Records from a data source:
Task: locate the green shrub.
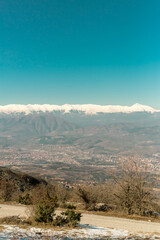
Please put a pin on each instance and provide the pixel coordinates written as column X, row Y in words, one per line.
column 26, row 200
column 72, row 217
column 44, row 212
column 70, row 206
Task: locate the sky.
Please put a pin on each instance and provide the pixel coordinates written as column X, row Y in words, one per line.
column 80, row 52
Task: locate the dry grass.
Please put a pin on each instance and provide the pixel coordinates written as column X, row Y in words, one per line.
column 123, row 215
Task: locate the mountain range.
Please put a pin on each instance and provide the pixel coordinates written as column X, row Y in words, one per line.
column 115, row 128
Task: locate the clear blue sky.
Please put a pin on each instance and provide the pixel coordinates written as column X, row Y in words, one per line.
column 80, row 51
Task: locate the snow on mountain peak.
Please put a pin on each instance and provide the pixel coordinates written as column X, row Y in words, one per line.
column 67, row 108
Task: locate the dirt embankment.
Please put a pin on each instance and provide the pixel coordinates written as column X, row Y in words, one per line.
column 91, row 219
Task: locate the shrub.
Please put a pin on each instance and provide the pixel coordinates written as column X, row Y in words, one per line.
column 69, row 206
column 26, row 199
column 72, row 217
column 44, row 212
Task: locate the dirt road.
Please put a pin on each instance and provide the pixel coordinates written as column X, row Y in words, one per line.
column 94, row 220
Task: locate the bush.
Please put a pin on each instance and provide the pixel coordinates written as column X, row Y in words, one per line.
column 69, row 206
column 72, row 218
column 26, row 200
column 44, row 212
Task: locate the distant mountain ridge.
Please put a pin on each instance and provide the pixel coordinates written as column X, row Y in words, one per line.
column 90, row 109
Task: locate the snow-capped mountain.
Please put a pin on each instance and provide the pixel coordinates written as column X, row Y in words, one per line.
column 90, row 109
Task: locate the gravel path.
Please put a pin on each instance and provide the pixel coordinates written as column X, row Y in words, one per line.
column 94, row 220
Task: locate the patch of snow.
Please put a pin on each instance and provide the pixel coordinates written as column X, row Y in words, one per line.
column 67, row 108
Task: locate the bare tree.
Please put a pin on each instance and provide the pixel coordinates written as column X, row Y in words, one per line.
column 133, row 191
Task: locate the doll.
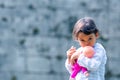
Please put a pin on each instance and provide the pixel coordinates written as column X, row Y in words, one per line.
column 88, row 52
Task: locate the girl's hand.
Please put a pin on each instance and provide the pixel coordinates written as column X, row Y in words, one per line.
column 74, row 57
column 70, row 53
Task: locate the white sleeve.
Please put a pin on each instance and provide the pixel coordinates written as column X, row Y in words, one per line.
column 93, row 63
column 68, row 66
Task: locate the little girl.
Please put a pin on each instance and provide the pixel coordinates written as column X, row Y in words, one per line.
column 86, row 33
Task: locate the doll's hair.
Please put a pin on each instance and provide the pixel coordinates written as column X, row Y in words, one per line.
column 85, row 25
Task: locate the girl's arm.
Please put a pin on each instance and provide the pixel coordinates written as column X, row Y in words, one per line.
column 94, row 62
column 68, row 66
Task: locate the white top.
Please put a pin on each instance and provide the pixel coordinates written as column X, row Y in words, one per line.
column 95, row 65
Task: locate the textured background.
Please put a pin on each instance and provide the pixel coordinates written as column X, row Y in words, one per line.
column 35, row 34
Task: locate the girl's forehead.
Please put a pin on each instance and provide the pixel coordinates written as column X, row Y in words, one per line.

= Goal =
Set out the data lines from the one containing "Task: locate the snow on mountain peak." through the one containing "column 91, row 219" as a numbered list, skipping any blank lines.

= Response for this exercise =
1. Task: locate the snow on mountain peak.
2. Please put a pin on each instance and provide the pixel coordinates written as column X, row Y in words, one per line.
3. column 67, row 108
4. Task: locate the dirt embankment.
5. Please put a pin on each instance and provide the pixel coordinates written as column X, row Y in words, one per line.
6. column 91, row 219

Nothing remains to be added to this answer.